>>>

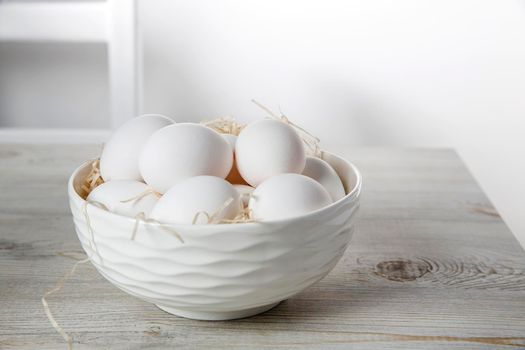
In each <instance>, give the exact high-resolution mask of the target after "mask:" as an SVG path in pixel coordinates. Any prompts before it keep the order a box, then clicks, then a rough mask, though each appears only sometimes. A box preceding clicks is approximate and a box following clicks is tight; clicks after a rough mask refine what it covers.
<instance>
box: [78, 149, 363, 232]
mask: <svg viewBox="0 0 525 350" xmlns="http://www.w3.org/2000/svg"><path fill="white" fill-rule="evenodd" d="M324 155H328V156H330V157H334V158H337V159H339V160H341V161H343V162H344V163H345V164H346V165H347V166H348V167H349V168H350V169H351V171H352V172H353V173H354V175H355V178H356V182H355V185H354V187H353V188H352V189H351V190H350V191H348V193H346V194H345V195H344V196H343V197H342V198H340V199H339V200H337V201H335V202H333V203H331V204H330V205H327V206H325V207H322V208H319V209H316V210H313V211H311V212H308V213H306V214H302V215H295V216H291V217H286V218H280V219H273V220H264V221H256V222H245V223H232V224H206V225H192V224H173V223H160V222H158V223H157V222H151V221H144V220H141V222H142V224H147V225H151V226H162V227H168V228H169V227H172V228H183V229H199V230H202V229H204V228H210V229H213V228H217V227H221V228H224V227H227V226H231V227H238V228H246V227H250V226H258V225H264V224H270V225H271V224H282V223H285V222H293V221H297V220H303V219H308V218H311V217H313V216H316V215H318V214H320V213H323V212H325V211H329V210H331V209H332V208H334V207H335V206H338V205H340V204H341V203H342V202H347V201H351V200H352V199H353V198H354V197H358V196H359V195H360V192H361V186H362V175H361V172H360V171H359V169H358V168H357V167H356V166H355V165H354V164H353V163H352V162H350V161H348V160H346V159H345V158H343V157H341V156H338V155H336V154H334V153H331V152H327V151H323V153H322V156H321V159H322V160H324V161H326V159H325V158H324ZM93 161H94V159H89V160H86V161H85V162H83V163H82V164H81V165H79V166H78V167H77V168H76V169H75V170H74V171H73V173H72V174H71V175H70V177H69V180H68V196H69V197H70V198H71V197H74V199H75V200H77V201H80V203H82V204H83V205H84V204H85V203H86V202H87V201H86V200H85V199H83V198H82V197H81V196H80V195H79V194H78V192H77V191H76V190H75V188H74V186H73V182H74V180H75V178H76V177H77V175H78V173H79V171H80V170H81V169H82V168H84V167H85V166H86V165H88V164H90V163H91V162H93ZM338 175H339V174H338ZM87 204H91V203H89V202H87ZM91 207H93V209H94V210H96V211H101V212H103V213H104V215H108V216H109V217H112V216H113V217H116V218H118V219H119V220H128V221H130V222H136V221H137V218H134V217H129V216H124V215H120V214H117V213H113V212H110V211H107V210H105V209H102V208H100V207H98V206H96V205H91Z"/></svg>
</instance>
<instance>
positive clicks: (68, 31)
mask: <svg viewBox="0 0 525 350" xmlns="http://www.w3.org/2000/svg"><path fill="white" fill-rule="evenodd" d="M106 14H107V11H106V4H105V2H103V1H81V2H78V1H77V2H66V1H60V2H45V1H41V2H25V1H24V2H9V3H0V41H66V42H67V41H70V42H106V41H107V38H108V33H107V30H106V21H107V16H106Z"/></svg>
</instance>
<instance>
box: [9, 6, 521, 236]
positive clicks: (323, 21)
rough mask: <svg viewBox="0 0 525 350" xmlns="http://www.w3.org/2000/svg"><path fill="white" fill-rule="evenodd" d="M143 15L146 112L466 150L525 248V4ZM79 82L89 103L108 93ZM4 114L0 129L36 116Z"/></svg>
mask: <svg viewBox="0 0 525 350" xmlns="http://www.w3.org/2000/svg"><path fill="white" fill-rule="evenodd" d="M139 13H140V19H141V24H142V29H143V36H144V48H145V57H144V63H145V109H146V111H148V112H160V113H165V114H168V115H172V116H174V117H175V118H176V119H178V120H194V121H197V120H200V119H202V118H213V117H215V116H217V115H225V114H232V115H234V116H236V117H238V118H240V119H244V120H247V119H250V118H256V117H260V116H261V115H262V114H261V113H260V112H259V110H258V109H256V108H255V107H254V106H253V105H252V104H251V103H250V99H252V98H256V99H258V100H260V101H261V102H263V103H265V104H268V105H269V106H270V107H276V106H277V105H278V104H280V105H281V107H282V108H283V111H284V112H285V113H286V114H287V115H289V116H290V117H291V118H292V119H293V120H296V121H298V122H299V123H300V124H302V125H304V126H305V127H306V128H308V129H310V130H312V131H314V132H315V133H316V134H317V135H318V136H319V137H320V138H321V139H322V141H323V144H324V145H325V147H326V148H327V149H330V148H334V147H336V146H337V144H342V143H348V144H351V145H392V146H446V147H455V148H457V149H458V151H459V153H460V154H461V156H462V157H463V158H464V159H465V160H466V162H467V164H468V166H469V167H470V168H471V170H472V171H473V172H474V174H475V175H476V177H477V178H478V179H479V181H480V183H481V185H482V187H483V188H484V189H485V190H486V192H487V193H488V195H489V197H490V198H491V199H492V200H493V202H494V203H495V205H496V207H497V209H498V210H499V211H500V212H501V213H502V215H503V218H504V219H505V220H506V221H507V223H508V224H509V226H510V227H511V229H512V230H513V231H514V232H515V233H516V234H517V235H518V236H519V237H520V239H521V241H522V243H524V244H525V218H524V215H522V212H523V210H522V207H523V203H524V201H523V199H522V198H525V182H524V181H523V178H524V177H525V176H524V175H525V157H524V156H523V153H524V151H525V137H523V133H524V131H525V96H524V95H525V2H524V1H517V0H515V1H510V0H500V1H495V0H494V1H483V0H472V1H465V0H461V1H458V0H455V1H451V0H450V1H449V0H440V1H423V0H413V1H408V0H396V1H386V0H385V1H355V0H346V1H334V0H323V1H321V0H316V1H282V0H281V1H278V0H265V1H260V0H259V1H254V0H231V1H216V0H215V1H214V0H209V1H203V0H192V1H182V0H178V1H172V0H147V1H146V0H141V2H140V11H139ZM2 55H3V53H2V46H1V45H0V57H2ZM59 59H60V60H64V59H65V60H67V59H68V57H57V60H59ZM92 61H93V65H95V66H97V65H99V64H100V63H97V62H95V61H96V60H95V59H92ZM1 64H2V63H1V61H0V65H1ZM9 64H11V63H9ZM15 64H16V63H12V65H13V66H14V65H15ZM34 64H39V63H38V62H37V61H36V62H34ZM41 68H42V69H45V67H41ZM4 69H5V68H4ZM10 69H14V68H10ZM18 69H20V68H18ZM0 72H1V71H0ZM55 74H57V75H60V72H59V71H55ZM97 79H98V78H97ZM74 81H75V83H73V82H71V83H70V84H82V83H83V82H85V81H87V82H91V83H90V84H88V85H87V86H86V89H85V90H84V91H85V93H86V96H91V95H89V94H91V93H92V91H93V86H94V85H95V86H98V85H97V84H99V83H100V82H99V83H97V82H96V81H95V82H94V81H93V76H91V78H90V77H88V73H84V74H83V76H82V77H75V79H74ZM11 84H14V85H11ZM2 86H3V89H5V86H8V87H9V88H11V86H15V87H19V86H20V82H19V81H5V80H4V79H0V92H1V91H5V90H2ZM55 88H56V89H57V90H56V91H61V90H60V89H64V91H65V89H67V88H68V84H64V85H62V86H57V87H55ZM20 93H22V91H21V90H20ZM99 99H100V100H101V103H102V104H104V103H107V101H105V100H104V99H103V98H99ZM88 100H89V99H88ZM7 102H8V103H7V104H8V105H9V101H7ZM4 103H5V101H4ZM4 103H0V119H1V118H2V116H4V115H5V113H6V111H9V113H11V114H13V113H15V112H14V111H16V108H22V107H16V108H15V107H13V106H10V107H9V108H7V107H5V104H4ZM78 106H79V110H78V114H77V117H78V118H79V120H82V119H85V118H83V116H85V111H84V108H85V107H88V103H87V102H86V103H85V105H84V104H82V101H78ZM24 108H29V107H28V106H25V107H24ZM32 108H34V109H35V111H37V108H38V107H37V106H34V107H32ZM79 116H80V117H79ZM67 117H70V116H67ZM64 118H66V116H64ZM96 126H98V124H97V125H96Z"/></svg>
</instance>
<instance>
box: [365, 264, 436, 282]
mask: <svg viewBox="0 0 525 350" xmlns="http://www.w3.org/2000/svg"><path fill="white" fill-rule="evenodd" d="M428 271H430V267H429V265H428V264H427V263H425V262H422V261H412V260H404V259H397V260H388V261H381V262H380V263H378V264H377V265H376V271H375V273H376V274H377V275H378V276H381V277H383V278H386V279H388V280H390V281H397V282H407V281H414V280H416V279H418V278H420V277H421V276H423V275H424V274H426V273H427V272H428Z"/></svg>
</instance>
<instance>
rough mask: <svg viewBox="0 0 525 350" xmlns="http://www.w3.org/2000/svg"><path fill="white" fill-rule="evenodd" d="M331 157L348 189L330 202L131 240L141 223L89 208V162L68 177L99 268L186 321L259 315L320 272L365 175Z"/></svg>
mask: <svg viewBox="0 0 525 350" xmlns="http://www.w3.org/2000/svg"><path fill="white" fill-rule="evenodd" d="M325 159H326V160H327V161H328V162H329V163H331V164H332V166H334V168H335V169H336V171H337V172H338V173H339V175H340V176H341V178H342V180H343V182H344V184H345V187H346V189H347V193H348V195H347V196H345V197H344V198H342V199H341V200H339V201H338V202H336V203H334V204H332V205H330V206H328V207H326V208H323V209H321V210H318V211H315V212H313V213H311V214H308V215H305V216H300V217H296V218H290V219H286V220H279V221H271V222H261V223H247V224H223V225H198V226H191V225H158V224H154V223H144V222H141V223H140V224H139V226H138V231H137V235H136V237H135V240H131V235H132V233H133V228H134V226H135V224H136V220H135V219H132V218H127V217H122V216H119V215H116V214H113V213H110V212H107V211H105V210H103V209H100V208H98V207H97V206H95V205H92V204H86V203H85V201H84V200H83V199H82V198H81V197H80V196H79V195H78V194H77V191H76V189H78V188H79V186H80V184H81V182H82V180H83V179H84V177H85V175H86V174H87V172H88V171H89V164H85V165H84V166H81V167H80V168H78V169H77V170H76V171H75V172H74V173H73V175H72V176H71V179H70V183H69V198H70V205H71V211H72V213H73V219H74V222H75V229H76V232H77V234H78V237H79V239H80V242H81V244H82V247H83V248H84V250H85V251H86V253H87V254H88V256H90V257H91V261H92V263H93V265H94V266H95V267H96V268H97V270H98V271H99V272H100V273H101V274H102V275H103V276H104V277H105V278H106V279H107V280H109V281H110V282H111V283H113V284H114V285H115V286H117V287H118V288H120V289H122V290H124V291H125V292H127V293H129V294H132V295H134V296H137V297H139V298H141V299H143V300H146V301H149V302H151V303H154V304H156V305H158V306H159V307H161V308H163V309H165V310H166V311H168V312H172V313H174V314H178V315H182V316H186V317H190V318H199V319H230V318H238V317H245V316H249V315H253V314H255V313H258V312H261V311H264V310H266V309H268V308H270V307H272V306H273V305H275V304H276V303H278V302H280V301H282V300H285V299H287V298H289V297H290V296H292V295H294V294H296V293H299V292H300V291H302V290H304V289H305V288H307V287H308V286H310V285H312V284H313V283H315V282H317V281H318V280H320V279H321V278H323V277H324V276H325V275H326V274H327V273H328V272H330V270H331V269H332V268H333V267H334V266H335V264H336V263H337V262H338V260H339V259H340V258H341V256H342V255H343V253H344V251H345V249H346V247H347V246H348V243H349V240H350V238H351V235H352V232H353V230H354V225H353V222H354V220H353V218H354V214H355V213H356V211H357V209H358V206H359V193H360V187H361V178H360V175H359V173H358V171H357V170H356V169H355V167H353V166H352V165H351V164H350V163H348V162H346V161H345V160H343V159H341V158H339V157H337V156H334V155H330V154H327V155H326V156H325ZM86 214H87V215H86ZM86 219H88V221H89V222H90V225H88V223H87V220H86ZM90 228H91V229H92V231H91V229H90ZM173 231H176V232H177V233H178V234H179V235H180V236H182V238H183V239H184V243H181V242H180V241H179V239H178V238H177V237H176V236H175V235H174V234H173Z"/></svg>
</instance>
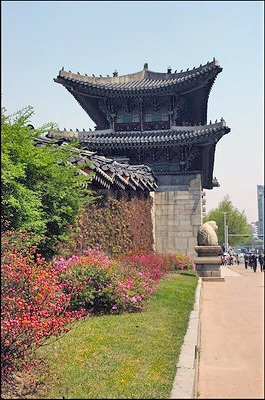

<<<

:: WHAT IS NEEDED ::
Reproduce the data word for word, from its beginning through the line containing "box: [78, 149, 363, 232]". Leave the pictures out of your answer.

:: RESULT FOR THIS EXERCISE ::
In each <instance>, give the exact high-resolution mask of the target after "mask:" as an SVG path in pixel coordinates. Any prompts before it keep the order a box, then clicks, then a rough mask, though each appears only sometimes. A box preceding clicks is approximate and a box following clicks is tight; clicks after a rough mask refine what it covers.
<instance>
box: [78, 149, 363, 232]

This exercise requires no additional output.